* **Tekst strony**:
──────

Podobno system potrzebuje do 2 godzin, aby odesłać potwierdzenie. W moim przypadku było to praktycznie od razu. W oknie Moje rozliczenia, nasz formularz pojawi się w zakładce Wysłane i przyjęte . Po przejściu do tej zakładki zobaczymy też link “Pobierz urzędowe potwierdzenie odbioru“. Klikamy i zapisujemy – to właśnie UPO czyli dowód, że nasz doroczny obowiązek wobec fiskusa został wypełniony.

UPO 

Oczywiście tu zamieściłam tylko nagłówek – cały dokument jest bardzo spersonalizowany. Ja osobiście zawsze dodatkowo jeszcze drukuję zarówno UPO jak i sam formularz. Awarie komputera się zdarzają (wiem coś o tym), a w razie kontroli – urząd i tak będzie chciał papier.
A tak na marginesie –  z rozliczenia rocznego wyszła mi nadpłata. Przelew pojawił się na moim koncie 10 dni po wysłaniu.  

 

Wypełnianie e-PITa

W ramach kontynuacji wątku elektronicznego rozliczenia z Urzędem Skarbowym – pora na wybranie i wypełnienie formularza PIT.

──────

* **Wyciąg z danych**:
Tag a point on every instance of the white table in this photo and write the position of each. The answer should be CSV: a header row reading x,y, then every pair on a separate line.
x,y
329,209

──────

Proszę przepisać bez zmian fragment tekstu o rozliczeniu PIT, począwszy od słów „Oczywiście tu zamieściłam” aż po słowa „10 dni po wysłaniu.”.

* **Odpowiedź do zadania**:
Oczywiście tu zamieściłam tylko nagłówek – cały dokument jest bardzo spersonalizowany. Ja osobiście zawsze dodatkowo jeszcze drukuję zarówno UPO jak i sam formularz. Awarie komputera się zdarzają (wiem coś o tym), a w razie kontroli – urząd i tak będzie chciał papier.
A tak na marginesie –  z rozliczenia rocznego wyszła mi nadpłata. Przelew pojawił się na moim koncie 10 dni po wysłaniu.